┌─ Document text

Tim Deal of Dorchester, Massachusetts, was 17 years old when he got into a fight that would change the trajectory of his life. When an altercation broke out at his house, he grabbed a knife and ended up killing the other man. He was charged with second degree murder and given 15 years to life in prison. Deal would go on to serve nearly 2 decades, much of it in a maximum-security facility.
But once in prison, he began to turn his life around. He completed his high school equivalency. He became a math tutor for other prisoners at the Department of Corrections. He helped found the Youthful Offender Coalition at Massachusetts Correctional Institution at Norfolk and was a board member of the African American Coalition Committee. He recalls when the mother of the man whom he killed even advocated for his release.
According to Deal, he did everything he could to be a rehabilitated inmate. But 15 years into his sentence, he didn’t make parole. “I was distraught, crying,” he says, “and then a few months later my father passed away and I was not allowed to attend his funeral.”
When Deal sought mental health care, he says he was told by the prison that he needed to be having a “dramatic event” in order to see a counselor. He says that prisoners like himself often suffered mentally and did not get the care they needed.
“[Prison] can be a really dangerous environment watching people get stabbed, watching people overdose, ”Deal says. “None of that is normal, and it takes a toll on mental health.”
Shannon Scully is a senior advisor for justice and crisis response policy at The National Alliance on Mental Illness. She says that this isn’t uncommon, considering that 3 in 5 people with a mental illness do not receive treatment while they’re incarcerated in a state or federal prison.
“The No. 1 complaint we hear from those who have been imprisoned and their family members is that care is not widely available, ”Scully says.
Getting Mental Health Care While in Prison
Still, some states are better than others at providing mental health care for prisoners. And it really depends on where you’re in prison.
Arizona, Alabama, and Mississippi, for example, have pending lawsuits against them for mistreatment of prisoners, and one of the top complaints is that there’s little available treatment for mental health issues. “We often see inmates with mental health problems placed in solitary confinement,” says Scully, “which perpetuates the condition.”
She says that all states face their challenges, but in certain parts of the country, care is improving. According to a recent survey from the watchdog group Disability Rights Oregon, mental health conditions in that state are vastly better than they were just a few years ago. The survey found that inmates at Oregon State Penitentiary were able to access more effective and confidential mental health care.
According to Scully, inmates facing mental health issues should be able to put in a request with their corrections officer for care. Although it’s up to those officials whether or not they receive it. If there’s an ongoing criminal case, they may also be able to seek help getting mental health care from their attorney or public defender.

└─
┌─ The data

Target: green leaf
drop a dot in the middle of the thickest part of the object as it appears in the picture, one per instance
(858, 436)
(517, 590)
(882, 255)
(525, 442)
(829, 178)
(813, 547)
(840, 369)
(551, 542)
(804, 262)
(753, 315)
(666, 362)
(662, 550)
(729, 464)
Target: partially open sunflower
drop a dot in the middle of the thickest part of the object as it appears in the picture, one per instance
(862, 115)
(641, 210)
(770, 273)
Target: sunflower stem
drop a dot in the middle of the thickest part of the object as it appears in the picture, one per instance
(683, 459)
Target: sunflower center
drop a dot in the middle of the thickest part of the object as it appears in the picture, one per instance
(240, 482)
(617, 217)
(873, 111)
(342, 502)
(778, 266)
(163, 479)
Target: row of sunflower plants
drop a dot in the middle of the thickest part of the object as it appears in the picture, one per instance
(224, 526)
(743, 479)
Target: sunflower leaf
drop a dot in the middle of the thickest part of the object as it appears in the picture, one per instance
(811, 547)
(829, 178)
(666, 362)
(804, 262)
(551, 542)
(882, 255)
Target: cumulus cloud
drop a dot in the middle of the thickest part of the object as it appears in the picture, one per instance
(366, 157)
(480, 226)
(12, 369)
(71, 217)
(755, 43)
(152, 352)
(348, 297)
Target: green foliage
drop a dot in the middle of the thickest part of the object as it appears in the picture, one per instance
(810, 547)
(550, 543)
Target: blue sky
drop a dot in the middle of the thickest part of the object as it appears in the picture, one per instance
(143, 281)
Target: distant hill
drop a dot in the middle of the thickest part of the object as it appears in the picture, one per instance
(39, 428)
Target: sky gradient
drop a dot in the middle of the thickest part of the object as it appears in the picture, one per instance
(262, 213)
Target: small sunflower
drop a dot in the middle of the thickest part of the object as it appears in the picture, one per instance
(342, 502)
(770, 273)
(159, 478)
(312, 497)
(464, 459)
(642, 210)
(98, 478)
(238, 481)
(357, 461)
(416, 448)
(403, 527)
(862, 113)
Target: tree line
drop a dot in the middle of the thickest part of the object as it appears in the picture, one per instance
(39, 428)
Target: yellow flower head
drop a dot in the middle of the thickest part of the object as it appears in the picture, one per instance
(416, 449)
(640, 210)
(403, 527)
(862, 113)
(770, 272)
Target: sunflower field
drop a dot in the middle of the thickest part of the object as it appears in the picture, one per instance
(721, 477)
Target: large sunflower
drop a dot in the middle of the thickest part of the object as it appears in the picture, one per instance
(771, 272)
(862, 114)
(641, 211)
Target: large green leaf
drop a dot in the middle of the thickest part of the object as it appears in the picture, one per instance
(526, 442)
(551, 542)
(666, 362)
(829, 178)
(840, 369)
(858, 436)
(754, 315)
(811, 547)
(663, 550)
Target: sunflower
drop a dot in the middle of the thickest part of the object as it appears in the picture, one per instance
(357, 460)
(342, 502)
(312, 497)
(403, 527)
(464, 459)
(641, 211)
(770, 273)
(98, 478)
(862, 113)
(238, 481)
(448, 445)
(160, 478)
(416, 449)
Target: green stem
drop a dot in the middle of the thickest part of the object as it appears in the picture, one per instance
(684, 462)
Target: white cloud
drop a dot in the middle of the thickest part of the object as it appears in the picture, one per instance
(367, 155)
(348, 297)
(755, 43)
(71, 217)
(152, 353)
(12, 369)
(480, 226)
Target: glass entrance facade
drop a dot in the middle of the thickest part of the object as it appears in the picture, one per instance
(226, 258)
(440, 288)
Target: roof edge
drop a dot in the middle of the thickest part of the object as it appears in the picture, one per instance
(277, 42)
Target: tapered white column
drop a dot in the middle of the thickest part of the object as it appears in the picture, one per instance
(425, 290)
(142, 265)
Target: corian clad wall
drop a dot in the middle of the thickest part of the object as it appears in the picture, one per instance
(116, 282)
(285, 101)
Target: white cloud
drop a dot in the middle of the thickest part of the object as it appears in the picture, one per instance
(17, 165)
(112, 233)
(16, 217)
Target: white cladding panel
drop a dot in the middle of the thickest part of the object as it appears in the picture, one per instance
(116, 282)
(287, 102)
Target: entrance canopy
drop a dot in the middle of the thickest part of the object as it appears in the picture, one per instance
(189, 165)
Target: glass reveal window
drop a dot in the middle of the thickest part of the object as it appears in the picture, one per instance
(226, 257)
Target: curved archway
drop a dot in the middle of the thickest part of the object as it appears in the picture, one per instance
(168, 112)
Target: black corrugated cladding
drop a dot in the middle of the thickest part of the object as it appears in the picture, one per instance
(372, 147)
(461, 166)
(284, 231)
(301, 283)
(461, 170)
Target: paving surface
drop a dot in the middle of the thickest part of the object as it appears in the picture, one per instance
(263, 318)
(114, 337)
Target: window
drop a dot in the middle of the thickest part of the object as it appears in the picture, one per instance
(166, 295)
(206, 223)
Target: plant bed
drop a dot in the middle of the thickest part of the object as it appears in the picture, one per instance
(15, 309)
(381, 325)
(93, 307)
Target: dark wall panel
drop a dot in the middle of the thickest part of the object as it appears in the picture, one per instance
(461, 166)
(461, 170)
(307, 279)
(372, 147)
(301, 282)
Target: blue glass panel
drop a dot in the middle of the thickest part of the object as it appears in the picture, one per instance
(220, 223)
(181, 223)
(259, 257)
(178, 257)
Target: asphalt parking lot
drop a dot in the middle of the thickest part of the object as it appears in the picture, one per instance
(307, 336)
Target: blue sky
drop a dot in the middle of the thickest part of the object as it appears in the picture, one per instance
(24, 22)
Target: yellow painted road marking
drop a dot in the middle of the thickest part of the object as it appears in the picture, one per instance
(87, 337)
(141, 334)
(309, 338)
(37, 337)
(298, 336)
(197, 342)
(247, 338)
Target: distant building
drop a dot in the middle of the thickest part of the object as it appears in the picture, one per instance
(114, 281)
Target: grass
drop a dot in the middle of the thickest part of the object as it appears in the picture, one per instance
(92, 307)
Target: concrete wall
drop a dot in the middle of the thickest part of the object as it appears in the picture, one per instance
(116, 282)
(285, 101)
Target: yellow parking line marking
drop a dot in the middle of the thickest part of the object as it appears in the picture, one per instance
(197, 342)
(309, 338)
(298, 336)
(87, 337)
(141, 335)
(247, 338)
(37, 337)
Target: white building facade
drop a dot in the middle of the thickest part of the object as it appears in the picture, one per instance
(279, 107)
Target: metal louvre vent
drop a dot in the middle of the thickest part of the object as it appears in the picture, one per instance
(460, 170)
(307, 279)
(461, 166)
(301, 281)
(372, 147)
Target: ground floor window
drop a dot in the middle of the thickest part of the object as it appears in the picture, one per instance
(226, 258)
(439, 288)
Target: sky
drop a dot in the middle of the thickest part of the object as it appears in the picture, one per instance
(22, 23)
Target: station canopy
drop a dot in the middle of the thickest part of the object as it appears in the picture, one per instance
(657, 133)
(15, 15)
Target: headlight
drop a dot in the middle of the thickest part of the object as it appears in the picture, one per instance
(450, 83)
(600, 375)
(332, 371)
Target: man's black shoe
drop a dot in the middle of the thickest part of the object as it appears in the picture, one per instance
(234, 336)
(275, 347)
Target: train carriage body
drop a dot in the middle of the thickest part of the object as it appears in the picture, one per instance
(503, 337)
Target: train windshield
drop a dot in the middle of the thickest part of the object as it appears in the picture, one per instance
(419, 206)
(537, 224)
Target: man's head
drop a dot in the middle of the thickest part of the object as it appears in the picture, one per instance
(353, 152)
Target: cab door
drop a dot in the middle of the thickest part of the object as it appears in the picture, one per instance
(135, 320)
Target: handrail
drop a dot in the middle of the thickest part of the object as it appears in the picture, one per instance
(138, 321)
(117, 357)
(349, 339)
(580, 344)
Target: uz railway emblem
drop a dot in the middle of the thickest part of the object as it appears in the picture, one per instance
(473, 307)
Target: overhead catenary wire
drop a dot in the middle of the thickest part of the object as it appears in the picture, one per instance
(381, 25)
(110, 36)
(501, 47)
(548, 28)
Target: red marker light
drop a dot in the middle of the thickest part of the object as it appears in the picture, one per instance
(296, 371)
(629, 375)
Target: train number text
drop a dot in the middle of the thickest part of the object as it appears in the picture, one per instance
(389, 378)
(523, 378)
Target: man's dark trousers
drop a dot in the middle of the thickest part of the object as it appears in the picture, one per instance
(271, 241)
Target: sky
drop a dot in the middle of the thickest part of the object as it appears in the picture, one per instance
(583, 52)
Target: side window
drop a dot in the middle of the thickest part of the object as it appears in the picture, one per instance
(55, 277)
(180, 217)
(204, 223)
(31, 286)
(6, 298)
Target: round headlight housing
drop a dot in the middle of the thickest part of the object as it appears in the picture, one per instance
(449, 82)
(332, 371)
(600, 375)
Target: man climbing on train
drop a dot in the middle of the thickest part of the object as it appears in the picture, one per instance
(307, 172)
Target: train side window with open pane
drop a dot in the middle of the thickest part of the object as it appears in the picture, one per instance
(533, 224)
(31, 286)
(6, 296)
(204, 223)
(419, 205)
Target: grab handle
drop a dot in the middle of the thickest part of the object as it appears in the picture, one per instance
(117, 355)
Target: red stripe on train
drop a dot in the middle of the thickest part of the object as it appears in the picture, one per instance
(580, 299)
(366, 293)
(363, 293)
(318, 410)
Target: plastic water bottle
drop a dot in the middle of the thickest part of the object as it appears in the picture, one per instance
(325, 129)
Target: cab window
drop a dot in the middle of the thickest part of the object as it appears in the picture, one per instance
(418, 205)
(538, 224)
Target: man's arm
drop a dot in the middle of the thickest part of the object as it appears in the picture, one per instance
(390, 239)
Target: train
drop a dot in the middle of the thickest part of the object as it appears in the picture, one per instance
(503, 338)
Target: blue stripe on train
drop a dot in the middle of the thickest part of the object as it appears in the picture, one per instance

└─

#### Exercises:
[A] Duplicate the passage of the prison mental health article, everything from "Getting Mental Health Care While" down to "you’re in prison.".
[B] Go on with the article on mental health care in prisons from the point where it stops.

#### Per-task answers:
[A]
Getting Mental Health Care While in Prison
Still, some states are better than others at providing mental health care for prisoners. And it really depends on where you’re in prison.

[B]
Family members who are concerned about a loved one in prison can also contact the medical staff at the facility to request care. But Scully says that again, it’s up to that facility and the family member whether or not they get help. In some cases, the facility may cite The Health Insurance Portability and Accountability Act, widely known as HIPAA, as a reason to keep the inmates’ medical care private.
“The facility also individually screens inmates so even if you had a mental illness on the outside, it doesn’t mean they will receive the same care on the inside,” Scully says.
Vincent Atchity is the president and CEO of Mental Health Colorado and founder of the nonprofit Care Not Cuffs. He says that this lack of coordination between the inside and outside creates a crucial breakdown in care for inmates that sometimes desperately need it.
“In some cases that means once imprisoned, inmates are forced off of the medications that may have been sustaining their well-being,” Atchity says. “They may be screened again once imprisoned, and the facility may prescribe a medication, but it might not be the same one that the individual is used to taking.”
Getting Mental Health Help for a Loved One in Prison
Atchity says that family members concerned that their loved ones aren’t getting good care shouldn’t be afraid to advocate for help. Each state has an organization that’s designated by law to be an oversight for jails and prisons. Run by The National Disability Rights Network, these groups may have more access to the facility and, in some cases, they can use their watchdog role to advocate for prisoners.
They may also seek to improve conditions, as in the case of Oregon State Penitentiary. In another case in 2015, Disability Rights Network of Pennsylvania sued The Pennsylvania Department of Corrections regarding mental health care. In a settlement, the PDC agreed that patients with serious mental health problems would “receive enhanced mental health care” instead of being placed in solitary confinement.
Still, in many cases, experts contend that mental health care for incarcerated people is inconsistent and in some cases, inadequate.
That was the case for Deal. He’s still adjusting to life on the outside since his release in July 2021. Today, he’s taken a paid fellowship with the Transformational Prison Project, a group led by four former inmates that meet with prisoners at Massachusetts Correctional Institution at Norfolk, Massachusetts, where Deal once served time. To support healing, the group allows inmates to discuss their personal trauma with fellow inmates in the group. It’s a way for those on the inside to provide mental health care for one another.
And for Deal, it’s a chance to help those whom he thinks need it most.